What is it about fire lookouts that gives them such an aura of romanticism? The isolation? The simplicity? Gary Snyder, who spent a couple of summers as a fire spotter high above the upper Skagit River in the North Cascades, celebrated the ascetic nature of the lookout:

"fewer the artifacts, less the words

          slowly the life of it

a knack for nonattachment"

Perhaps it is the sense of danger and risk that comes from being so vulnerable to lightning strikes or buffeted by ridge top winds? The magnificent 360-degree views?  "Woke up this morning on an island in the sky, surrounded by clouds," wrote Edward Abbey from his post in Arizona's Atascosa fire lookout. Philip Connors, whose recent book, Fire Season, recalls his decade of staffing a fire tower in New Mexico, talked about "the impressive stage set for a drama of the self."

For me, it is certainly possible that my attraction is about compensating for a quarter of a century of being limited to scanning the flatlands of Kansas. Or maybe I hope to join the literary pantheon who found their muse in a remote lookout retreat -- Snyder, Abbey, Jack Kerouac, Norman Maclean, and, well ... Hughes?
★ ★ ★ ★ ★
Work to be completed — Name every writer whose own words the fire lookout passage quotes. Work only from the fire lookout passage, without any outside sources.
★ ★ ★ ★ ★
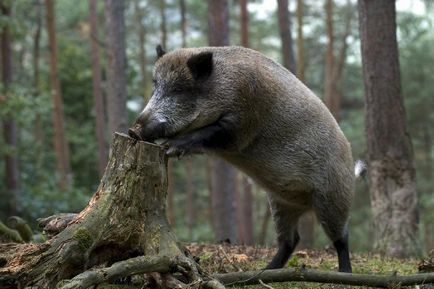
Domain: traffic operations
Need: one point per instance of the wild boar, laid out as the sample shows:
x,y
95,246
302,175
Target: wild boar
x,y
244,107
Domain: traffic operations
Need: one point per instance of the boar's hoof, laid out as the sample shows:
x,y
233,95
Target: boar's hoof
x,y
132,133
177,148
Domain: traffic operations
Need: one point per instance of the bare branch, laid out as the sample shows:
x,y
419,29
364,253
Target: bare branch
x,y
307,275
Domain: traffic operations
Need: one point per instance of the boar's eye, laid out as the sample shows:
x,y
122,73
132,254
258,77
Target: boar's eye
x,y
178,89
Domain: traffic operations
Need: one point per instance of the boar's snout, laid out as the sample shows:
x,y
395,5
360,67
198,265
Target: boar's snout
x,y
149,131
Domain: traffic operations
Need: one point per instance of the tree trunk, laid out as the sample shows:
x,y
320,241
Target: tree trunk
x,y
97,92
223,183
218,23
139,13
286,35
125,218
116,67
170,201
244,23
393,189
300,41
163,24
60,144
191,214
10,133
223,175
39,133
183,10
329,83
334,64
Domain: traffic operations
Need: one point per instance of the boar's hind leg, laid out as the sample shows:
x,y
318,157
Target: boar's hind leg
x,y
285,219
333,216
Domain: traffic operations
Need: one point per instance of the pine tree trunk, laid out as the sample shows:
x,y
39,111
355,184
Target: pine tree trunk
x,y
163,25
393,189
300,41
97,92
183,10
125,218
60,144
330,92
39,133
191,214
244,23
10,130
286,35
116,67
141,31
★ ★ ★ ★ ★
The result — Gary Snyder, Edward Abbey, Philip Connors